What you should do ->
State how many lines of the records below contain the string "stem", treating uppercase and lowercase as distinct, and reply with the number alone.

(Records drawn from a dataset)

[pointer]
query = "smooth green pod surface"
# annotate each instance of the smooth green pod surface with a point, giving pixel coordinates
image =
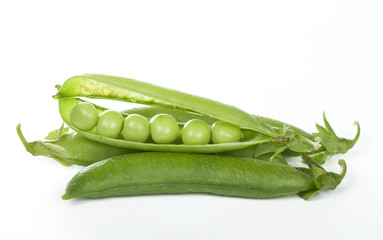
(130, 90)
(159, 172)
(250, 137)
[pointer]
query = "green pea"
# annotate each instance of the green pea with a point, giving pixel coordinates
(224, 132)
(84, 116)
(196, 132)
(163, 128)
(136, 128)
(110, 124)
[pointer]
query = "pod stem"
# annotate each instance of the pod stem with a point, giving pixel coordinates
(26, 144)
(323, 180)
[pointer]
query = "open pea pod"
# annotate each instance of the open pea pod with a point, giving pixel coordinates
(130, 90)
(250, 137)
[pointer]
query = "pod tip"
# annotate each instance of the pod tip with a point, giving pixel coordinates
(66, 196)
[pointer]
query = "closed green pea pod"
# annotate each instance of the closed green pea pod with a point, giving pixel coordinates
(161, 172)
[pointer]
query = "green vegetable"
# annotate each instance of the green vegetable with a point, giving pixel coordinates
(71, 148)
(110, 124)
(84, 116)
(195, 132)
(249, 139)
(159, 172)
(136, 128)
(129, 90)
(223, 132)
(163, 129)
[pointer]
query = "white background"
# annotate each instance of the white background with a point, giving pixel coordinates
(288, 60)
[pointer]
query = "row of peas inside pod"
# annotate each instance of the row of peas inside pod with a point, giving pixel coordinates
(161, 129)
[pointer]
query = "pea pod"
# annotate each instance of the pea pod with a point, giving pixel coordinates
(250, 137)
(161, 172)
(129, 90)
(71, 148)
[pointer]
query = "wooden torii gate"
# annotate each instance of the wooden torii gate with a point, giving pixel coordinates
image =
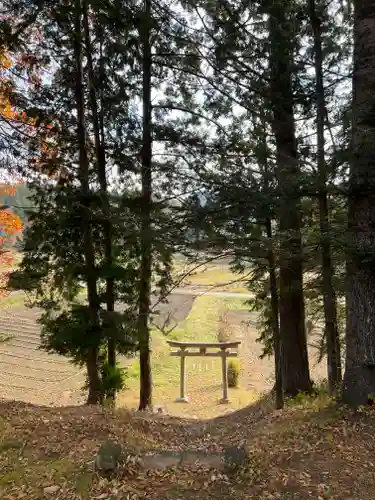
(188, 349)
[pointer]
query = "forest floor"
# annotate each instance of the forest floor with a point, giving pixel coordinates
(313, 450)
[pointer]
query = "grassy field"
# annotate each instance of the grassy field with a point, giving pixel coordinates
(216, 275)
(203, 374)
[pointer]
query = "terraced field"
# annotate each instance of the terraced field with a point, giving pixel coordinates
(29, 374)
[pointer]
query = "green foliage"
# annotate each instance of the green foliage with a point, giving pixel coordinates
(70, 333)
(113, 378)
(234, 371)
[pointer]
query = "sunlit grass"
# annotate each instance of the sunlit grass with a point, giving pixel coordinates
(203, 374)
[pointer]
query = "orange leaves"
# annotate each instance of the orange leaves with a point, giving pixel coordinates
(10, 227)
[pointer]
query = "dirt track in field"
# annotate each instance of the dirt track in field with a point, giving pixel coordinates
(34, 376)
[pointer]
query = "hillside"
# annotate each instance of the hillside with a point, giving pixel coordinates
(311, 451)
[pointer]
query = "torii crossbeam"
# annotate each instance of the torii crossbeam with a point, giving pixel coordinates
(223, 350)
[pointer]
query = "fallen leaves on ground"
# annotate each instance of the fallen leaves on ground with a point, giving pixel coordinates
(310, 451)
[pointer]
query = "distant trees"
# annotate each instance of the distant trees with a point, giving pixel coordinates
(246, 107)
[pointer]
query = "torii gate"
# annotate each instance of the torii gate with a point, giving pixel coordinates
(226, 351)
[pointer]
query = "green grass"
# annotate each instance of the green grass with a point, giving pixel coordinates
(201, 325)
(219, 277)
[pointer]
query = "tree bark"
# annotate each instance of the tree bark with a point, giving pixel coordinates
(275, 320)
(94, 385)
(267, 177)
(98, 127)
(145, 399)
(359, 379)
(295, 364)
(329, 297)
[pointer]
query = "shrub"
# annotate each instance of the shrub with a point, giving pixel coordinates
(234, 371)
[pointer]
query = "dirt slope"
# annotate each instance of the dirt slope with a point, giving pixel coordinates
(314, 451)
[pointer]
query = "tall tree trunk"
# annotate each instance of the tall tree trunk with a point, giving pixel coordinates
(145, 399)
(98, 127)
(94, 384)
(267, 176)
(275, 320)
(292, 312)
(329, 297)
(359, 378)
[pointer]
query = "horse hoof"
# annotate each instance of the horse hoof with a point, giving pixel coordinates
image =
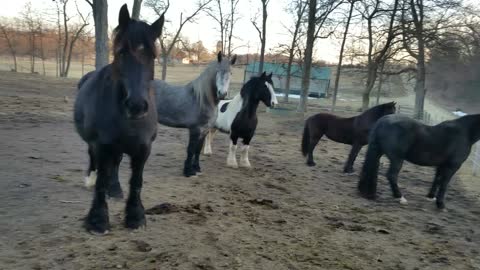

Problem solution ->
2